* _THE RECORDS_
■ ■ ■ ■ ■ ■ ■
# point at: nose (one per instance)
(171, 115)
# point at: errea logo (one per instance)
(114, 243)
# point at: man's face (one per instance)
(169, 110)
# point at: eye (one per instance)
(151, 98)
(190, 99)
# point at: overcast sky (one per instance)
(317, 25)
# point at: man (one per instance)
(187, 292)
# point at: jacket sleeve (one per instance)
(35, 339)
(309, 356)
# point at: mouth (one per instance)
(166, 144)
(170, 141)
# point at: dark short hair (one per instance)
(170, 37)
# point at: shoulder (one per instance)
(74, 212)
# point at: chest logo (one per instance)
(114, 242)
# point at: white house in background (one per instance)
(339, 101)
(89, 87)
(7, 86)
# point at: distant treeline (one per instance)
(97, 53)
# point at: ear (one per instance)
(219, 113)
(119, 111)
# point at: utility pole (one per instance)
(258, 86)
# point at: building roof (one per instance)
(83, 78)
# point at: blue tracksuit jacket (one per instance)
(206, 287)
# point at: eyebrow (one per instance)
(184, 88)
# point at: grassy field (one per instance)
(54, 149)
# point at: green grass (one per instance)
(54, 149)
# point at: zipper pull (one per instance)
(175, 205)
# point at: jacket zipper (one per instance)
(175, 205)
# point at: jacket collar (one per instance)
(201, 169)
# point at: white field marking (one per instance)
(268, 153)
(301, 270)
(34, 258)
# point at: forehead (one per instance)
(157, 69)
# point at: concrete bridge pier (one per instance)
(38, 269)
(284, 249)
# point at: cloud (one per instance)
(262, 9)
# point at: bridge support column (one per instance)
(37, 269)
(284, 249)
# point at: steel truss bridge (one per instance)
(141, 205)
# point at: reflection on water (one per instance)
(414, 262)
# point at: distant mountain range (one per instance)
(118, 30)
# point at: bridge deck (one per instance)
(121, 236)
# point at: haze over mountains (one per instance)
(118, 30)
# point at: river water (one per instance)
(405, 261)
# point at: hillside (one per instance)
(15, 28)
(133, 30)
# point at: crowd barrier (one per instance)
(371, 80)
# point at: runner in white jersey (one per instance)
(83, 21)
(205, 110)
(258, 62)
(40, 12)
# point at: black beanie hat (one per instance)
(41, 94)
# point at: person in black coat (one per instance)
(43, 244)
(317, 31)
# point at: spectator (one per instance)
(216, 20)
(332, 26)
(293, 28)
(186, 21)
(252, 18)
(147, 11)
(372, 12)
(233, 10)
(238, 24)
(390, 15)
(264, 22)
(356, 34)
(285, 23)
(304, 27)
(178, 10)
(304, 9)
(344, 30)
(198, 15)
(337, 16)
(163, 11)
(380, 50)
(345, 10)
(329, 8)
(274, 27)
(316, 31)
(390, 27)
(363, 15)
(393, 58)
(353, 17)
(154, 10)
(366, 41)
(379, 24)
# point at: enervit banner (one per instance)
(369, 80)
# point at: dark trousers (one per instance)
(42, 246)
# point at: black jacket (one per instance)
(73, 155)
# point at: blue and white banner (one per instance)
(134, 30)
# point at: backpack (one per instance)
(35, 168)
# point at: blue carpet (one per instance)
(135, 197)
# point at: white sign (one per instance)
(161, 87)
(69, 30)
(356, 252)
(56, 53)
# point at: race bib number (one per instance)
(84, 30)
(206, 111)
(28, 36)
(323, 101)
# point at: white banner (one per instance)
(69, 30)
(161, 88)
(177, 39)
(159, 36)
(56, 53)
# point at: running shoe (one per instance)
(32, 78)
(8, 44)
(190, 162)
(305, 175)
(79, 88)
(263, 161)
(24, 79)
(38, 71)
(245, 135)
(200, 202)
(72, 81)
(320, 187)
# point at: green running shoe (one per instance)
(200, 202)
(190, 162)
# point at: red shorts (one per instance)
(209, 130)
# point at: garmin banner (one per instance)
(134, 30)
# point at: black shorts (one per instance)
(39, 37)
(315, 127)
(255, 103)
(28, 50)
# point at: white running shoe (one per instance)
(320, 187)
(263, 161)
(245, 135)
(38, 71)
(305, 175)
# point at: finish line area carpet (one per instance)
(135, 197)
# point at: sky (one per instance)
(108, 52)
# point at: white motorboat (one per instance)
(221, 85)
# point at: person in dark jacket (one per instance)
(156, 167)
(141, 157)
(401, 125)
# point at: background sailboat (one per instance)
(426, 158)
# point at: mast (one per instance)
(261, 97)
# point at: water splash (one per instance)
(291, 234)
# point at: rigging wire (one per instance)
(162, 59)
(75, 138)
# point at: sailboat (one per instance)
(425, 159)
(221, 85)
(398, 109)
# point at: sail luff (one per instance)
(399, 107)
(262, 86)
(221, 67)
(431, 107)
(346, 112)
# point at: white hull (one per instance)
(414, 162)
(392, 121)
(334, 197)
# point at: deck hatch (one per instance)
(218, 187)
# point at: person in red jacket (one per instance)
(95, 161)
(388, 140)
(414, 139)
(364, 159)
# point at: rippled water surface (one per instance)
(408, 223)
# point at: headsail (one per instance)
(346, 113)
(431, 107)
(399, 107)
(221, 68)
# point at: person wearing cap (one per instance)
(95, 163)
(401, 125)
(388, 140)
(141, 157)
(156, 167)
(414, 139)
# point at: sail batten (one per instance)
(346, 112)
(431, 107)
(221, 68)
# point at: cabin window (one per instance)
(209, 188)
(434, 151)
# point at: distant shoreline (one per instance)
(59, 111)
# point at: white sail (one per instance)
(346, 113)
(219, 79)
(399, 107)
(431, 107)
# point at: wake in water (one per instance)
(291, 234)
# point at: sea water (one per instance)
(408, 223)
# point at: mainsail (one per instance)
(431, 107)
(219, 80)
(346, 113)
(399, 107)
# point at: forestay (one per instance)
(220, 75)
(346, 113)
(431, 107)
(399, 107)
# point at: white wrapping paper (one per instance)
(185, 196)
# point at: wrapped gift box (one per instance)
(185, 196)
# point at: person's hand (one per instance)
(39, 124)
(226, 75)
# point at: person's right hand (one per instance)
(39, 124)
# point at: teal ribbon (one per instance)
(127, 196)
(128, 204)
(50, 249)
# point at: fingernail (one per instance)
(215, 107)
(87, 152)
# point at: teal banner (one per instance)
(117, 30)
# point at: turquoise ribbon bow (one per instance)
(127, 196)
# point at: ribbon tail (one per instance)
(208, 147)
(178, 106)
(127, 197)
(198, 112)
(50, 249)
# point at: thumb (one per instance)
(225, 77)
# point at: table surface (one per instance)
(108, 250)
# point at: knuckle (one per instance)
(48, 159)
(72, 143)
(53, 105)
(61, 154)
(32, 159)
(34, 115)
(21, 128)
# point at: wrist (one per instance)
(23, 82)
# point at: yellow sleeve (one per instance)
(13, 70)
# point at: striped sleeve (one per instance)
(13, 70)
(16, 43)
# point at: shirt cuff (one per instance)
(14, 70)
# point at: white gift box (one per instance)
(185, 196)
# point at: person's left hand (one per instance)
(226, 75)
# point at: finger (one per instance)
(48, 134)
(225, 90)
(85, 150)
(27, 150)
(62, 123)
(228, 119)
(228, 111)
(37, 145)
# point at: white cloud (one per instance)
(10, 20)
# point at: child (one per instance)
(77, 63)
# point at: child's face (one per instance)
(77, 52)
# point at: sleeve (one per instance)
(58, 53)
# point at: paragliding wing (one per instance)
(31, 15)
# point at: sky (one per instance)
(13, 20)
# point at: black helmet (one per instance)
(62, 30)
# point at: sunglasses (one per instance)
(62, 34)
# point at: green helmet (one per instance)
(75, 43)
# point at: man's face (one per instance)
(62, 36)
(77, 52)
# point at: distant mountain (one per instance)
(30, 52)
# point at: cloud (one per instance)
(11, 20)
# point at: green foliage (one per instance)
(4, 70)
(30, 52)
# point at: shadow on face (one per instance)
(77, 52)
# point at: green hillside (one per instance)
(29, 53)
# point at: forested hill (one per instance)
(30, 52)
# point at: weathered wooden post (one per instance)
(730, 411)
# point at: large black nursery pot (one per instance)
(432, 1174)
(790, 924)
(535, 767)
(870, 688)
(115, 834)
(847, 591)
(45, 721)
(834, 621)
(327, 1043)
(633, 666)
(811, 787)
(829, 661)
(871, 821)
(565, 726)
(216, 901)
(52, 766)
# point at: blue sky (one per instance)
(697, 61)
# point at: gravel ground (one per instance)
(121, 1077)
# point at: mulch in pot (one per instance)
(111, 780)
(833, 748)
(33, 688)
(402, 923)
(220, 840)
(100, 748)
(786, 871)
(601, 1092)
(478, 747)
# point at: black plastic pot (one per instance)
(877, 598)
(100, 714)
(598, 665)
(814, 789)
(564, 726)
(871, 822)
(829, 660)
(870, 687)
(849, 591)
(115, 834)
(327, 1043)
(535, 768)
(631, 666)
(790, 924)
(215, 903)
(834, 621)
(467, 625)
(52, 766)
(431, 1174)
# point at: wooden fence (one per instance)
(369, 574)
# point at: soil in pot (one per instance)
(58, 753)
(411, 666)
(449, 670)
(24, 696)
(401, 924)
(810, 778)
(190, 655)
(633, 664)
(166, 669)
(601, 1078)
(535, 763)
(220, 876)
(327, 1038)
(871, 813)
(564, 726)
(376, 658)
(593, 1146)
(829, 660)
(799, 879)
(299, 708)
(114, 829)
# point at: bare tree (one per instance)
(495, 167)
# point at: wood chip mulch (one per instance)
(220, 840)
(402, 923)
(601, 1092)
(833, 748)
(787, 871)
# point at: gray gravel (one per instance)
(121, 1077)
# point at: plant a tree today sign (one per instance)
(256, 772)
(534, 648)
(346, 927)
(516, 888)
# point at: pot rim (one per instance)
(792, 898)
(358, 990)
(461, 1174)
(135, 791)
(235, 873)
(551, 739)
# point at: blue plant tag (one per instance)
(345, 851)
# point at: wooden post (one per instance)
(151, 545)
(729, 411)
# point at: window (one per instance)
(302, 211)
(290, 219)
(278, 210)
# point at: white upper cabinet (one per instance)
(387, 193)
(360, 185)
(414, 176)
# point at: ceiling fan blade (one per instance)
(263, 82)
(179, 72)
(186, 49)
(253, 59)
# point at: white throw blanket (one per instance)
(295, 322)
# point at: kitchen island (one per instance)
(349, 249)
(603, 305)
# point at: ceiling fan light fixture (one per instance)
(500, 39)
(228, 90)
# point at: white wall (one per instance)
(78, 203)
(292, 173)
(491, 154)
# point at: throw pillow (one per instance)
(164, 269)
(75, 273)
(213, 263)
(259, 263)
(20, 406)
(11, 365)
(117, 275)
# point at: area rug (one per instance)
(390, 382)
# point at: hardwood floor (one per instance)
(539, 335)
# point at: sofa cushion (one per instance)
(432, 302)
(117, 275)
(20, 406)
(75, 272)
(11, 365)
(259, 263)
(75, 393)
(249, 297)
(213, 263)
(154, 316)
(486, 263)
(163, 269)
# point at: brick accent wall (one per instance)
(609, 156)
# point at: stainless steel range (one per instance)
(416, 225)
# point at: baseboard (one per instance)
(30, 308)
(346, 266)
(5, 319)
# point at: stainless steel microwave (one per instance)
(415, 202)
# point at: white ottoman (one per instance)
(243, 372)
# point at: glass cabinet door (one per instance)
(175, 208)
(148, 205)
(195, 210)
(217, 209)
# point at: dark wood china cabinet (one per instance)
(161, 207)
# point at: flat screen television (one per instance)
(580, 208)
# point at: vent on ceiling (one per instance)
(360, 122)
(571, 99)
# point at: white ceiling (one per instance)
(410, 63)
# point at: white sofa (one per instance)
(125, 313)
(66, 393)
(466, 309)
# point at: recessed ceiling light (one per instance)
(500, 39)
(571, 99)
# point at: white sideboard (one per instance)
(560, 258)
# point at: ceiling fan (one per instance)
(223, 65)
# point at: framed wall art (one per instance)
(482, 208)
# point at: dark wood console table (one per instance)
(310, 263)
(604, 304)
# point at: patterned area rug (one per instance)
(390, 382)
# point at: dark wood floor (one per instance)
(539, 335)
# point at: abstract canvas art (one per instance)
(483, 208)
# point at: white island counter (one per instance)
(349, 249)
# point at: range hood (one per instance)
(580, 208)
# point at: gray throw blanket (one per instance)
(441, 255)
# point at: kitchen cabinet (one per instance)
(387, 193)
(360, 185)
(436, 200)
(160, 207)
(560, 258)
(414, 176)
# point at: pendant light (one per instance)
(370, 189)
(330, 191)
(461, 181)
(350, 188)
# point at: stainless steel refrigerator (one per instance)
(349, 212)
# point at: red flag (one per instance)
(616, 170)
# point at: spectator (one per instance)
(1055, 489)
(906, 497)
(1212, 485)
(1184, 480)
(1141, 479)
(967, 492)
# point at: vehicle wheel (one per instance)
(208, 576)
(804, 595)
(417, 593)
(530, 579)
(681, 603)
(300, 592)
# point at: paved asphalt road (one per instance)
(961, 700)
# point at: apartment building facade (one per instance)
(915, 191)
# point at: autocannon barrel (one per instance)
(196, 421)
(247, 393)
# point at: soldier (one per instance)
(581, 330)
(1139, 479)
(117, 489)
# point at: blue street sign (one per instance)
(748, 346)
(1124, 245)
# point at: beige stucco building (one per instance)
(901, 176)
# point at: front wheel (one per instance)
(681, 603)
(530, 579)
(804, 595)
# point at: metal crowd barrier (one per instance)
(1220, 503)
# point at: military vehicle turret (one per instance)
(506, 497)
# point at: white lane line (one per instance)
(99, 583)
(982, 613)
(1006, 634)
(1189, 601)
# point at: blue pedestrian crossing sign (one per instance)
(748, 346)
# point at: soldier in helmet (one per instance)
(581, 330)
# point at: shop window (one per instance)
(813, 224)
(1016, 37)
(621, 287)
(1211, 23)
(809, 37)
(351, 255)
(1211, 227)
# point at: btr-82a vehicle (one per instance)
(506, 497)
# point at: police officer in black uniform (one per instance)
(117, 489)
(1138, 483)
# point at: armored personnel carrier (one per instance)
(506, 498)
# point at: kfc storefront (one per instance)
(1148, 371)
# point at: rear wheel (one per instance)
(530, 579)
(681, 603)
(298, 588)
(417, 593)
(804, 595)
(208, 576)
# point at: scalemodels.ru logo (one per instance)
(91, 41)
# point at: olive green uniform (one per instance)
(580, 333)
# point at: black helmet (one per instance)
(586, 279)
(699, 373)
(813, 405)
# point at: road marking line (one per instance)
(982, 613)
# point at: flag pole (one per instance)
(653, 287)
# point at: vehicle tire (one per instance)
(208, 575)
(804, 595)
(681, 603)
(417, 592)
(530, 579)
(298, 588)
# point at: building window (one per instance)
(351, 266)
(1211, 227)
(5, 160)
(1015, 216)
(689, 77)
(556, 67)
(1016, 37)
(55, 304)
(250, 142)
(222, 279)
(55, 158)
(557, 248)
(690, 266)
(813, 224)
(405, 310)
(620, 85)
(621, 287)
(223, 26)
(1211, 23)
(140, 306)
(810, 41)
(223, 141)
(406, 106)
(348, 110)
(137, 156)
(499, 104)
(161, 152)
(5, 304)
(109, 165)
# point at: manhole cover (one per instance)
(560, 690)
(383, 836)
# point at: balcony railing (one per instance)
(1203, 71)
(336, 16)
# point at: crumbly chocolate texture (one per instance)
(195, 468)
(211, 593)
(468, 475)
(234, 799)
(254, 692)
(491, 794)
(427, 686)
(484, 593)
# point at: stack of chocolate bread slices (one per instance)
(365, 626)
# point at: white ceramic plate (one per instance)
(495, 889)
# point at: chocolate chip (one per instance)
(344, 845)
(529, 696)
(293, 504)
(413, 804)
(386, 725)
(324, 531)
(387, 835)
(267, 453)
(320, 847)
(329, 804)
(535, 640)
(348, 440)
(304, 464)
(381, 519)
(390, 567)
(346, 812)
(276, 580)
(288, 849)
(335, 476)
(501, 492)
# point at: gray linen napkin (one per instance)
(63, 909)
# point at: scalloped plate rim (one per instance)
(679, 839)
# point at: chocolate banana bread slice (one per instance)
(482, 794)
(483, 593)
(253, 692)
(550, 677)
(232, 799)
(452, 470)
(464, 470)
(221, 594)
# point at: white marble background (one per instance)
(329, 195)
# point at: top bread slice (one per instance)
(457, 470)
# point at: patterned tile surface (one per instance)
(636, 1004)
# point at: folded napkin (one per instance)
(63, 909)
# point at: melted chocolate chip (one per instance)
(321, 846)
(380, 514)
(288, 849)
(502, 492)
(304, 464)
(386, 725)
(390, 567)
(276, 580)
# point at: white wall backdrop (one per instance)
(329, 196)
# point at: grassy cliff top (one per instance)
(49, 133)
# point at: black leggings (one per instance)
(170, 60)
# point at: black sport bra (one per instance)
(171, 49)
■ ■ ■ ■ ■ ■ ■
* _WHAT NEEDS TO BE DONE_
Starting at the line that contains "# point at: folded napkin (one per instance)" and ending with the last line of the entries, write out those lines as a numbered list, skipping any blank lines.

* _COMPLETE RESPONSE_
1. # point at: folded napkin (one per instance)
2. (63, 909)
3. # point at: melted chocolate chip (one per instance)
4. (321, 846)
5. (380, 514)
6. (288, 849)
7. (502, 492)
8. (304, 464)
9. (386, 725)
10. (390, 567)
11. (276, 580)
12. # point at: white wall backdrop (one per instance)
13. (329, 196)
14. # point at: grassy cliff top (one per instance)
15. (49, 133)
16. # point at: black leggings (one per instance)
17. (170, 60)
18. # point at: black sport bra (one per instance)
19. (171, 49)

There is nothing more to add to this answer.